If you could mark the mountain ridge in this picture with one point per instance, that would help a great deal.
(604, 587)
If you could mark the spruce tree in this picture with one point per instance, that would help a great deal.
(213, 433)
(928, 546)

★ ★ ★ ★ ★ ★ ★

Exercise description: Convert the data above into a JSON list of strings with one string per line, and omit blank lines.

Right answer:
[
  "If you could mark the mountain ridge in this picture with one point per instance, that would help a great deal.",
  "(604, 587)",
  "If you could mark the spruce tree in this picture with one point per instance, that would help a great deal.",
  "(213, 433)",
  "(928, 546)"
]